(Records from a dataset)
:::::

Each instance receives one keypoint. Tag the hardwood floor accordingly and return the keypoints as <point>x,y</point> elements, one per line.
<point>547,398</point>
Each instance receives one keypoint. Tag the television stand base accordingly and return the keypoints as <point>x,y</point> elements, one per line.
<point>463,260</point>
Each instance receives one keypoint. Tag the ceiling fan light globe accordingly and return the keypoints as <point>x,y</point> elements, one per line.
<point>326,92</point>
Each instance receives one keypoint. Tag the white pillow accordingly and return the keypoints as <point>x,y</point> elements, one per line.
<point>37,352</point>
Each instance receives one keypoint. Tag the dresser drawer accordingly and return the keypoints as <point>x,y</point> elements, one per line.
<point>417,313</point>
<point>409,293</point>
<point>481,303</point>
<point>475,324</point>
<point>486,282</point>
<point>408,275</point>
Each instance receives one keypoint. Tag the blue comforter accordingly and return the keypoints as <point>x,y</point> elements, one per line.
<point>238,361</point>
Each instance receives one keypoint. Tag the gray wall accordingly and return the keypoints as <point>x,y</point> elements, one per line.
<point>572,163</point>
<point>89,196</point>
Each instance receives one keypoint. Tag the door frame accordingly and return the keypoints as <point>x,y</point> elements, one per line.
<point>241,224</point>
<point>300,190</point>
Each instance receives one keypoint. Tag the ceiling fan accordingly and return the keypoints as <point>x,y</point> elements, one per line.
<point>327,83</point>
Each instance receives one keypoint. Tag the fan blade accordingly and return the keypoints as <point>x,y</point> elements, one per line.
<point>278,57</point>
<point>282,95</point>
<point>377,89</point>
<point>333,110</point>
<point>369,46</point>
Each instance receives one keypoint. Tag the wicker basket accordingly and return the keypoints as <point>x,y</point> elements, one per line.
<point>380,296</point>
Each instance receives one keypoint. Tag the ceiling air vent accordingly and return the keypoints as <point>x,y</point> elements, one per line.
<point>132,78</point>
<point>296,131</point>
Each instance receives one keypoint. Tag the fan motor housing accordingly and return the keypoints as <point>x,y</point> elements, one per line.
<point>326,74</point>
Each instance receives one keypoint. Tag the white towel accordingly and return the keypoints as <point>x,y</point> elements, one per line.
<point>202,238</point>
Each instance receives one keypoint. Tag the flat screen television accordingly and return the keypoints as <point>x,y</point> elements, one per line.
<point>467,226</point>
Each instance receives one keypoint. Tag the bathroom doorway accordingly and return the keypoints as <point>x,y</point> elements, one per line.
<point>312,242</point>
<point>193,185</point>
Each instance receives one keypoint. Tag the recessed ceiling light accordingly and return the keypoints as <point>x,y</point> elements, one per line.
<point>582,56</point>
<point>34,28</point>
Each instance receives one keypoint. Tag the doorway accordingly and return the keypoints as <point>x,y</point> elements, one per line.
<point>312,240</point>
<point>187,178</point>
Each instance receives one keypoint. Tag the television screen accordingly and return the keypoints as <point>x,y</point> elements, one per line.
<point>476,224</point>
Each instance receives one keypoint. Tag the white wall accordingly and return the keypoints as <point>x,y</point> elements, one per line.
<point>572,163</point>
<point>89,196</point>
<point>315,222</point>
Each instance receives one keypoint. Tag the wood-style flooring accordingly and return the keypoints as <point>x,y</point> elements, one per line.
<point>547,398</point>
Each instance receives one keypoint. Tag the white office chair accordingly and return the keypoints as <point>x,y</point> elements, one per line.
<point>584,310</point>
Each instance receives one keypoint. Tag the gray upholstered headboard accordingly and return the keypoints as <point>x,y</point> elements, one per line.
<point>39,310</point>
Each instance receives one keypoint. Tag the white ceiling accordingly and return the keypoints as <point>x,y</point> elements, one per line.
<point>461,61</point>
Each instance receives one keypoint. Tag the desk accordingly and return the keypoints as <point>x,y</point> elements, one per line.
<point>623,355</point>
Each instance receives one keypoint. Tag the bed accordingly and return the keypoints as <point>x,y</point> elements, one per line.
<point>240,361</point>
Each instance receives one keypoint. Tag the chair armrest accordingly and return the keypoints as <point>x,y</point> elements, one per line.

:::::

* [Your goal] Output exactly the line containing "Each instance receives one keypoint. Tag the gray upholstered" together with every line after it, ending at the final line of the entries.

* [Result of this task]
Each instance receives one keypoint. Tag the gray upholstered headboard accordingly and return the keypoints as <point>x,y</point> elements, one per line.
<point>39,310</point>
Each instance receives one keypoint. Tag the white ceiling accordingly and return the keypoints as <point>x,y</point> elements, one per line.
<point>461,61</point>
Each instance receives one keypoint. Tag the desk accordingly and return the keypoints as <point>x,y</point> elements, one per line.
<point>623,355</point>
Each instance receives one keypoint. Tag the bed accordingly and return the keypoints as <point>x,y</point> elements, one per line.
<point>240,361</point>
Each instance receives one keypoint. Tag the chair armrest accordingly and return the keypoints as <point>x,y</point> elements, one per line.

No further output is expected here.